#### TEXT EXCERPT
= = = =

Graffiti artists employed to create slogans for a refugee camp in Season 5 actually wrote anti-Homeland slogans such as "Homeland is a joke, and it didn't make us laugh" on the set in protest at the show's portrayal of Muslims. The show's creator Alex Ganza commented that Homeland always strives to be subversive in its own right and a stimulus for conversation and that he couldn't help but admire this act of artistic sabotage.
Laura Fraser originally played Jessica Brody in the pilot but was replaced by Morena Baccarin before the first airing.
For some of his more physical scenes, Rupert Friend (Quinn) underwent training in Krav Maga, a highly effective Israeli military system of self-defense.
Chris Chalk (Tom Walker) appeared in an episode of Law & Order (1990) (season 14) as a character called Tom Walker.

= = = =

#### INFORMATION SUPPLIED
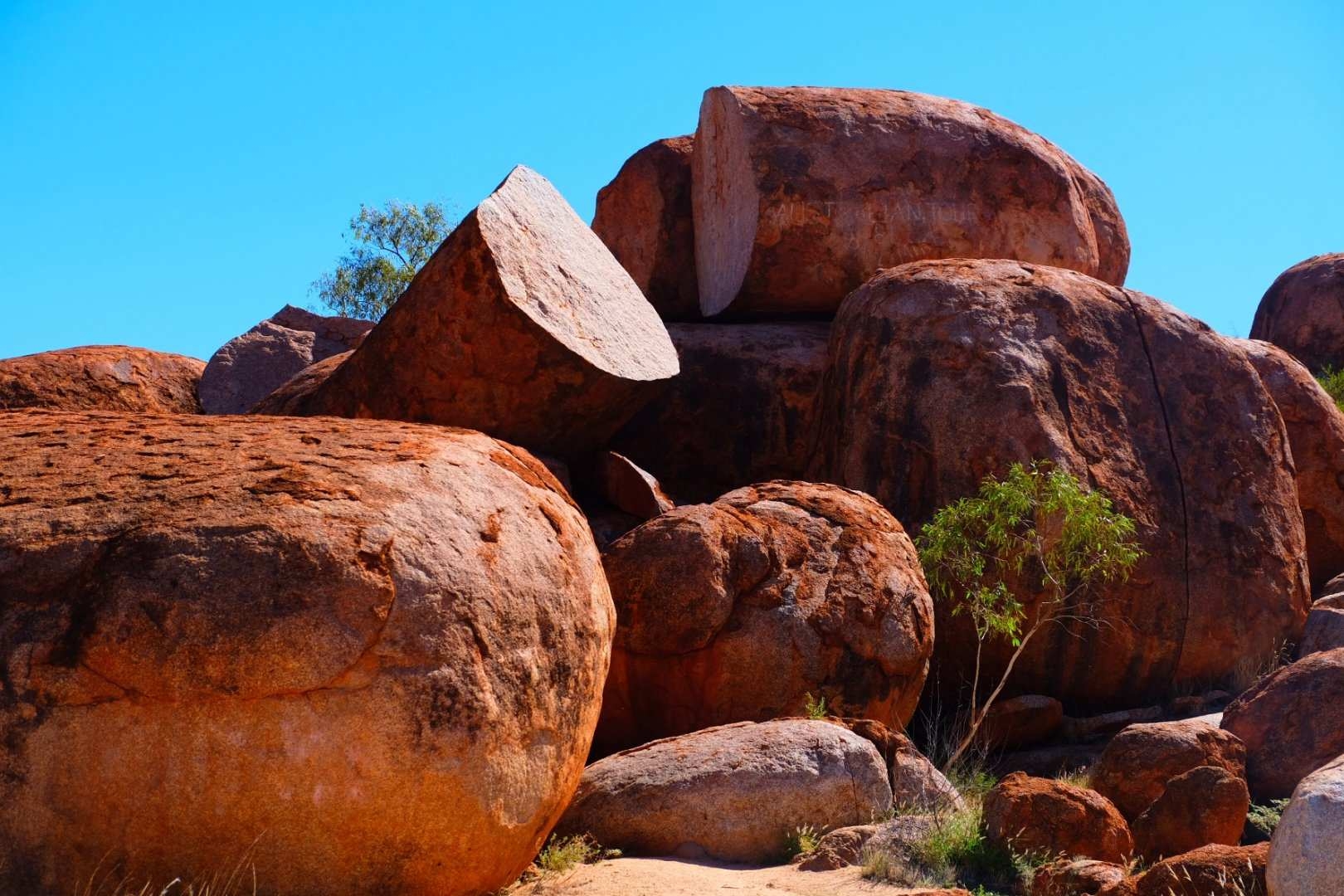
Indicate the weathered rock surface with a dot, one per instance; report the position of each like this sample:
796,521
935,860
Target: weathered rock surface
101,377
1042,817
1077,878
292,398
942,373
1324,631
1020,722
247,635
1316,434
1140,761
1292,723
738,610
1304,857
1303,312
520,325
1209,871
644,218
251,367
741,411
1205,805
801,193
732,793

= = = =

#### ACTIVITY 1
Retype everything in the Homeland trivia from "Graffiti artists employed" down to "of artistic sabotage.".
#### ACTIVITY 2
Answer these questions about the Homeland trivia:
(a) In which season did graffiti artists write slogans for a refugee camp?
(b) What self-defense system did Rupert Friend train in for some of his more physical scenes?
(c) In which season of Law & Order (1990) did Chris Chalk appear as a character called Tom Walker?
Answer from the text on its own.

#### WRITTEN REPLY 1
Graffiti artists employed to create slogans for a refugee camp in Season 5 actually wrote anti-Homeland slogans such as "Homeland is a joke, and it didn't make us laugh" on the set in protest at the show's portrayal of Muslims. The show's creator Alex Ganza commented that Homeland always strives to be subversive in its own right and a stimulus for conversation and that he couldn't help but admire this act of artistic sabotage.

#### WRITTEN REPLY 2
(a) Season 5
(b) Krav Maga
(c) Season 14